Post #13: Let 80 be finale of seem

September 12, 2009 at 2:44 pm | Posted in Predictions, Predictions Made, Preparing for Cataclysm | Leave a comment

I’ve been realizing lately just how very much I am ready to take a break from leveling. Here’s my tally right now.

Chiril is moving along through the 70s, with a combination of questing and battleground experience. I expect her to hit 80 in the next week or two, certainly by the end of September.

Matosha, my tauren druid, is in her mid-30s right now and blasting along with my recruit-a-friend partner in crime. Our RAF bonus runs out early in October. We will certainly be to 60 by then and maybe beyond; my friend has some vacation time that’ll take her away from the computer coming up in late October and we’d really like to be at 80 by then if we can be.

I pulled out a very long-neglected draenei shaman and paid for the faction change, and now I have troll shaman Xenzzarn, also in her 70s. Can’t imagine it’ll take her very many weeks to get to 80, either.

Now, I had been working up a new night elf druid to be the tank for friends whose little family-and-friends guilds is chronically short of tanks. But it struck me so hard this week that I just plain did not want to be on that leveling-up grind again. So Ursulia is going to go on vacation, and instead I’ll transfer over the level 80 death knight I have on the same server as Chiril. I don’t need two tank/dps characters in one place, after all. This will share the love around, and I’ll be able to group for high-end stuff with my friends now rather than after weeks or months of leveling.

And…that may be it for new characters for me until Cataclysm. Certainly the last for a while. This gets tagged as a prediction, to see whether in fact I’m back advancing new alts before the end of 2009.

There’s a lot I haven’t done yet at the endgame, and the idea of some months to focus on it in ways I didn’t get to before is really very appealing right now.

Post #8: Letter to Mr. C – What’s Up With Cataclysm, concluded

September 1, 2009 at 8:08 am | Posted in Letters to Mr. C., Predictions, Predictions Made, Preparing for Cataclysm | 4 Comments

Dear Mr. C:

Er. Sorry about the extended dance-mix delay on finishing this up.

To recap: Blizzard and its customers share an interest in updating old maps, but doing that will make a significant amount of change necessary in key locales and in boundaries. Furthermore, changing the map this way provides an opportunity to update the structure of quests, adjusting givers and goals in light of lessons learned about what makes the process of questing more fun and less frustrating.

So, what are they doing to tie it all together with? To my great pleasure, they’re pretty much entirely building on existing platforms. Or, to get image-y about it, it’s act III and they’re firing off a bunch of the guns that have been on stage for some time now.

Continue Reading Post #8: Letter to Mr. C – What’s Up With Cataclysm, concluded…

Post #6: Chiril, Loremistress?

* Recorded data *
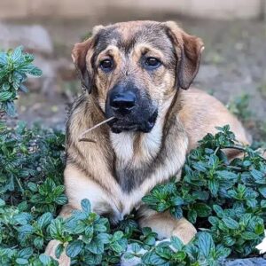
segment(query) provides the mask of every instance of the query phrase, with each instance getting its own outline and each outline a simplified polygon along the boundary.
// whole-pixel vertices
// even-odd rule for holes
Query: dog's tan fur
[[[144,51],[159,57],[166,66],[173,59],[170,54],[145,41],[153,36],[153,30],[159,26],[167,29],[169,38],[158,42],[174,48],[176,62],[168,67],[160,67],[151,77],[137,64]],[[111,27],[115,28],[122,42],[134,39],[137,34],[138,38],[131,52],[125,57],[124,51],[117,46],[117,39],[110,36],[108,46],[95,59],[96,66],[110,55],[114,59],[116,68],[113,74],[106,75],[93,68],[90,62],[96,36]],[[139,37],[142,30],[147,32],[145,37],[141,35]],[[74,62],[83,86],[91,93],[84,93],[75,101],[67,122],[65,185],[68,204],[63,207],[60,215],[67,216],[73,209],[80,208],[81,200],[86,198],[90,200],[95,212],[108,215],[113,222],[122,219],[136,207],[139,224],[152,227],[160,238],[176,235],[184,243],[192,239],[196,230],[188,221],[184,218],[175,220],[168,213],[151,211],[142,205],[141,199],[155,184],[167,182],[174,175],[179,176],[186,153],[195,148],[197,142],[207,133],[215,133],[215,126],[229,124],[240,142],[248,143],[241,123],[215,98],[196,89],[176,90],[176,83],[183,89],[190,86],[197,74],[202,50],[200,39],[187,35],[171,21],[132,21],[106,27],[100,26],[94,30],[91,38],[74,46]],[[89,77],[84,75],[84,69]],[[158,105],[159,116],[152,131],[114,134],[108,125],[103,125],[86,135],[96,143],[78,142],[78,137],[85,129],[106,119],[108,90],[128,76],[133,76],[137,82],[144,85]],[[91,77],[94,85],[88,88],[88,80]],[[145,177],[137,176],[137,173],[142,173],[139,169],[145,169],[147,165]],[[115,177],[116,172],[125,168],[134,170],[133,179],[140,178],[129,192],[123,190],[121,184],[132,180],[118,181]],[[51,241],[46,252],[53,254],[57,242]],[[62,255],[60,265],[68,264],[68,258]]]

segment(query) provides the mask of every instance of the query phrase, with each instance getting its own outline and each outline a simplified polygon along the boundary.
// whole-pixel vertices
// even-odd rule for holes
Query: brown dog
[[[200,38],[171,21],[99,26],[75,44],[72,56],[87,92],[74,102],[67,122],[68,204],[60,215],[80,208],[86,198],[113,223],[136,207],[139,224],[160,238],[192,239],[196,230],[188,221],[151,211],[141,199],[155,184],[178,176],[186,153],[215,126],[230,124],[238,139],[248,143],[241,123],[219,101],[184,90],[202,51]],[[115,119],[87,134],[95,142],[78,141],[82,132],[110,117]],[[47,253],[53,254],[57,244],[51,241]],[[66,255],[60,263],[69,263]]]

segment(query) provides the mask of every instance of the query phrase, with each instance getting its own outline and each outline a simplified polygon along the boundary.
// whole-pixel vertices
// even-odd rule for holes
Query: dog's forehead
[[[150,44],[165,53],[173,51],[165,25],[155,21],[130,21],[105,27],[97,34],[95,48],[100,52],[112,44],[127,52],[138,43]]]

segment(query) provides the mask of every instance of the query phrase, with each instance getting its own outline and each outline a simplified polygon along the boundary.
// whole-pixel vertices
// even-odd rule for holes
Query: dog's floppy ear
[[[72,59],[82,80],[82,88],[87,90],[89,93],[91,92],[93,87],[93,69],[91,66],[87,65],[87,60],[90,61],[91,59],[91,56],[90,59],[90,57],[87,58],[87,55],[94,46],[94,36],[103,27],[103,26],[96,26],[93,28],[92,36],[82,43],[75,43],[72,50]]]
[[[200,38],[186,34],[174,21],[166,22],[166,26],[177,57],[177,88],[188,89],[199,71],[203,43]]]

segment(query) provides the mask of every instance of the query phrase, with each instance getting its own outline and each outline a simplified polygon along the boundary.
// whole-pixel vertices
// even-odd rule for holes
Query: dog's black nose
[[[110,106],[113,111],[128,113],[136,106],[136,95],[131,91],[117,93],[110,98]]]

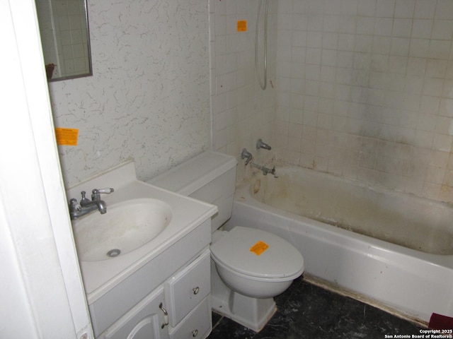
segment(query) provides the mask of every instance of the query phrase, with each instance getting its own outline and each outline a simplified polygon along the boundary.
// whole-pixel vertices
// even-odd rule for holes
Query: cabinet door
[[[165,285],[170,325],[176,326],[211,292],[210,252],[207,249]]]
[[[166,339],[168,338],[164,316],[165,294],[159,287],[122,316],[100,339]],[[164,309],[163,309],[164,308]]]

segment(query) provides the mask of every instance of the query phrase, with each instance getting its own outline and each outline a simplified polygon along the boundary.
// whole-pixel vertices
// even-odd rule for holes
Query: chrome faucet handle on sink
[[[77,203],[77,199],[72,198],[69,200],[69,214],[71,220],[75,220],[82,215],[85,215],[93,210],[98,210],[101,214],[107,212],[107,206],[105,202],[101,200],[101,194],[109,194],[115,191],[113,189],[94,189],[91,191],[91,200],[85,196],[86,192],[82,191],[81,194],[82,198],[80,203]]]

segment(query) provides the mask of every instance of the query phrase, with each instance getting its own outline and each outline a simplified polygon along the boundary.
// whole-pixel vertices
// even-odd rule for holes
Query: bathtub
[[[236,188],[234,225],[291,242],[306,277],[425,324],[453,316],[453,208],[298,167]]]

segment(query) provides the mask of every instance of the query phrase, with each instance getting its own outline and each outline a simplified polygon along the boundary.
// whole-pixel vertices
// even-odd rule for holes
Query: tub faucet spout
[[[258,139],[256,142],[256,149],[259,150],[260,148],[264,148],[265,150],[270,150],[272,147],[268,145],[266,143],[263,142],[262,139]]]
[[[246,166],[248,165],[248,162],[252,160],[252,153],[248,152],[246,148],[242,150],[242,153],[241,153],[241,157],[242,159],[246,159]]]
[[[268,168],[265,166],[261,166],[260,165],[256,164],[255,162],[252,162],[251,165],[253,167],[258,168],[259,170],[263,172],[263,174],[268,175],[268,173],[270,173],[274,177],[277,178],[278,176],[275,174],[275,166],[272,168]]]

* Task instructions *
1 > Answer these about the blog posts on leveling:
(a) When does the recruit-a-friend bonus run out?
(b) What race and class is Xenzzarn after the faction change?
(c) Which character will be transferred to the same server as Chiril instead of leveling Ursulia?
2 > Can you carry the blog posts on leveling further, starting right after the last line shown?
The items are separate material, unrelated to the blog posts on leveling.

* Task responses *
1 >
(a) Early in October.
(b) A troll shaman.
(c) The level 80 death knight.

2 >
August 29, 2009 at 11:44 am | Posted in Alliance, Characters, Chiril, Factions, Loremaster, Loremistress Chiril, Predictions, Predictions Made, Preparing for Cataclysm | 2 Comments

World of Warcraft keeps track of things characters do (and things done to them) and provides achievements for all kinds of accomplishments, from “Shave and a Haircut” for using the in-game barbers for the first time on a particular character to “Going Down” for falling 65 yards without dying to achieving exalted status (the highest possible) with 20 different groups. Often there are multiple achievements associated with a goal, as with the black dragon Sartharion: an achievement for beating him at all, with either a 10-person group or a 25-person one, for beating him with less than a full group of either kind, and for beating him with one, two, or three of the lesser dragons in his lair still alive and able to join in the fight on his behalf. There are achievements for beating many bosses in some minimum time, without any party members dying, and so on, and escalating rewards for collecting 10 non-combat pets, 20, 50, and so on.

Most achievements just give the satisfaction of doing it, an entry in your character’s record that others can check out, and some achievement points that so far can’t be spent, just noted. But some give rewards, like special mounts, pets, tabards, displayable titles, and the like. In addition, some are nested. There is, for instance, an achievement for exploring each zone of the game enough to have come close to all its major features, an achievement for exploring all the zones of a continent, and an achievement granting a title for exploring all four continents currently in play.

One of the achievements I haven’t yet earned is Loremaster. This is one of those nesting ones, for having done a whole lot of quests. Loremaster of the Eastern Kingdoms and Loremaster of Kalimdor each require 700 quests, which is a large fraction of all the quests available to any one character in their zones. The Old World doesn’t have separate by-zone quest achievements, but Outland does: 80 in Hellfire Peninsula, 54 in Zangarmarsh, and so on. Get all of those and you earn Loremaster of Outland. Ditto for Northrend: 130 for Borean Tundra, 85 for the Grizzly Hills, etc., get ’em all for Loremaster of Northrend. Get all four loremaster achievements and earn a title that displays with your character name and a special tabard (displaying the quest giver’s symbol).

Obviously this is something calling for a substantial investment of time, and for a character capable of doing a great many different things. Can I do it before Cataclysm comes out and a bunch of these quests simply no longer exist? (There will be a new version of these achievements to reflect the changed world, and the old ones will be listed under the heading of Feats of Strength, which include things that can no longer be done, to show that you wuz there back in the day.) I don’t know. Maybe not! But I like the options in high-level druids enough that I’m going to give it a try.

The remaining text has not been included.